**Listed entries:**
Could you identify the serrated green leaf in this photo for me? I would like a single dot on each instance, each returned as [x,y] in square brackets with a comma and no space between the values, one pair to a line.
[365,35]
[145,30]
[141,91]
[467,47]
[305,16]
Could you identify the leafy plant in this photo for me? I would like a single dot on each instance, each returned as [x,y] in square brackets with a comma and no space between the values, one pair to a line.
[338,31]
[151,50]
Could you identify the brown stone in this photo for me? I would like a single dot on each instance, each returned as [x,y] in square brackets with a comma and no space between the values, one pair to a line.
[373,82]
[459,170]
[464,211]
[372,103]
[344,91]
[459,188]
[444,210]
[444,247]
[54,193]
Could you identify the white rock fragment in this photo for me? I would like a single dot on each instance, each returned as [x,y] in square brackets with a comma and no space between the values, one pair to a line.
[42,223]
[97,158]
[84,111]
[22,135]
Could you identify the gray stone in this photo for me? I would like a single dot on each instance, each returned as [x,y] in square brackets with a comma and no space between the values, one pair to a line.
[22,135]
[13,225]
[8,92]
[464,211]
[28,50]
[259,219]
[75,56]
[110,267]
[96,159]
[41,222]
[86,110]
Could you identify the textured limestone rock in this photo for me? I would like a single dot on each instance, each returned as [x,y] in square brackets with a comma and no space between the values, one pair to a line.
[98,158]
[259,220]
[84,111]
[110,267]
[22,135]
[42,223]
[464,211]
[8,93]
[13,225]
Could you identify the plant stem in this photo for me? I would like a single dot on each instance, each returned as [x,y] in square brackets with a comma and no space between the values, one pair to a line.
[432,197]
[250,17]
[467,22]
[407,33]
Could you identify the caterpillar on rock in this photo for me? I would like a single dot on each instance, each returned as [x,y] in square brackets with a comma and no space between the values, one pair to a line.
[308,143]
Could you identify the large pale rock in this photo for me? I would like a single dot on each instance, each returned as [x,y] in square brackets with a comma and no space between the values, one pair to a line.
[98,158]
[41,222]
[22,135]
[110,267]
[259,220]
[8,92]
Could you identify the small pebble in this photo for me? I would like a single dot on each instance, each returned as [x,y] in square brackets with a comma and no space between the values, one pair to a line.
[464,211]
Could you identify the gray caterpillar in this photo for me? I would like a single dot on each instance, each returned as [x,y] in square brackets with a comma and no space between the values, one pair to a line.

**Your task:** Nothing but the lines from the line that contains "Could you identify the caterpillar" to the last line of the records above should appear in the answer; please copy them exactly.

**Exercise solution:**
Could you identify the caterpillar on rock in this photo for me? I would like a single dot on each instance, each returned as [x,y] in square brackets with a comma and no space between the values, one pair to a line.
[308,143]
Could you identify the large pale rock in this photo for me? I would like a single dot on each instance, each returned as [x,y] in square brackets with a comma and no space between the values, one pair to a line.
[98,158]
[41,222]
[22,135]
[110,267]
[259,220]
[8,92]
Could you identify the small pebble in this photo for me? I would like a single dot on each instance, each returned as [x,y] in square brackets with a comma and no space between the values, one pair to a line.
[464,211]
Could you identify the gray caterpillar in this photo for me? I would like a single dot on each instance, each returned as [x,y] in square brackets with a comma and no space between the values, one pair to a line.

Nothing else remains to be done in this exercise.